# READING TEXT:
So let's go now and use the random number generator.

Remember from week three if we click the data tab.

And the data analysis menu item, and then the random number generation menu item.

We can choose to sample from the normal distribution.

Again, this dialogue box is very small and

in a moment I'll show you a larger version of it.

We're going to sample one random variable, that's demand.

We're going to sample this time, 50 numbers, and

we're going to sample from a normal distribution.

The normal distribution has two parameters of mean.

In this case the forecast mean is 52.81 and the standard deviation.

And here the forecast standard deviation is 15.1.

We'll use our familiar random seed, one, two, three, four, and

we want to tell Excel that the output range starts in cell B10.

Having set everything up, we can click OK and

it will generate our 50 normally distributed random numbers.

Notice again that by definition,

a normal distribution will have fractional numbers coming out of it.

And I'm just going to reduce the number of digits after the decimal to clean it up

a little bit.

Before we move on, I want to show you that random number generator dialogue box.

Again there's one random variable that's the demand.

We took 50 samples of demand.

The demands were normally distributed with a mean of 52.81 and

a standard deviation of 15.1.

We'll use the Random Seed 1234, and

the first cell in the output range was cell B10.

Okay. Let's go back now to the spreadsheet.

So we now have all the data that we need and we can start

constructing Excel formulas to calculate the other important statistics.

As before, the sales revenue equals the sales price,

in this case it's 12, times the minimum of the order quantity,

here it's 40, and the demand for that sample.

So here you can see the sales revenue is 424.5, and

that's driven by the demand, because 35.4 is less than 40.

The unit cost is always going to be 3, times,

the order quantity, so that should be 120 and

total profit is simply the sales revenue minus the unit cost.

So in this first sample we can see that the demand sample was 35.4.

The sales revenue was about 424, the unit cost was 120,

and the profit was about 304 talers.

One we have the calculations for one sample, we can copy them down for

the rest of the samples.

And here's what they look like.

It's interesting to see that for the samples that we see,

after the first two all of the samples are above the order quantity of 40.

And in all of those cases, the profit for each sample is 360.

For example, if we change the order quantity, let's say to 60.

Then we're gonna see in many cases the demand was less than 60 and

we see the total profits changing.

Again, once we have the profit for each of the samples, then we can use the Excel

formula average to calculate the average profits for the simulation.

And notice that I've highlighted that cell in blue,

because that's going to be our objective function.

And finally, if we're interested, we can also calculate

the standard deviation using the Excel function.

And here, you can see the standard deviations, about 159.

We'll actually come back to that a little bit later.

So now we've got the spreadsheet set up and we've seen that each time we change

the order quantity, the average profit changes.

Just as we did in last session.

We're going to define an optimization problem where we're going to maximize

average profits by changing the decision variable, which is the order quantity.

Recall from week two, that we can access Excel solver by the data tab.

And then the solver dialogue box.

Again, the dialogue box is very small.

And in a moment I'll show you a larger version that's easier to see.

We're going to set our objective to be the average profit.

And we wanna make sure that we maximize it.

Our decision variable is the order quantity.

# SUPPLIED DATA:
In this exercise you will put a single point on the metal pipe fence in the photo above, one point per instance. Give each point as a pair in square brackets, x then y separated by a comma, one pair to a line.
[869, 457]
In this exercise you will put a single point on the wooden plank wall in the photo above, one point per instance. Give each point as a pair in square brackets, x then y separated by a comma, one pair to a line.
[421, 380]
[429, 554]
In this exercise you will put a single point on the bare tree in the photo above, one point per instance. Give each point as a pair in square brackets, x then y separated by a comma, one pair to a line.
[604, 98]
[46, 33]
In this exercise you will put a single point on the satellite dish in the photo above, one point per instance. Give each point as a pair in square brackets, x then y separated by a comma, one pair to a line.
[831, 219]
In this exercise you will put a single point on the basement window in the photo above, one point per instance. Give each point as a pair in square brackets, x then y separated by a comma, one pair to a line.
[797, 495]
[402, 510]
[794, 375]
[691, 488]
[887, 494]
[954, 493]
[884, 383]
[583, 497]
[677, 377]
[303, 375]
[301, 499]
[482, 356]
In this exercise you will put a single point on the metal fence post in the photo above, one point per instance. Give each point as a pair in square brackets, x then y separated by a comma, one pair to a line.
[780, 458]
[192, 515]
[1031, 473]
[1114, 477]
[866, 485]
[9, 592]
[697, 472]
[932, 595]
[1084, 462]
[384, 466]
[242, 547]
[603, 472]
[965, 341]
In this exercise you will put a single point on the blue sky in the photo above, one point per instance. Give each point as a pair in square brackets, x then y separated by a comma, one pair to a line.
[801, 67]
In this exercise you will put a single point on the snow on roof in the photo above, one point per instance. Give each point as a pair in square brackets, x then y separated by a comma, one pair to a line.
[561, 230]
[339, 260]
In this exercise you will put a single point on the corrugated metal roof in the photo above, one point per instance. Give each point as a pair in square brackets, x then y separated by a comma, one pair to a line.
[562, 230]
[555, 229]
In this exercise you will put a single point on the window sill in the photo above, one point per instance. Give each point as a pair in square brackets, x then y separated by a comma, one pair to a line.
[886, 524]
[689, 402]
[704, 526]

# COMPLETE THE FOLLOWING:
(1) In the Excel simulation transcript, what random seed is used to generate the demand numbers?
(2) Quote the Excel simulation transcript starting at "after the first" and ending at "let's say to 60.".

# RESPONSE LIST:
(1) 1234

(2)
after the first two all of the samples are above the order quantity of 40.

And in all of those cases, the profit for each sample is 360.

For example, if we change the order quantity, let's say to 60.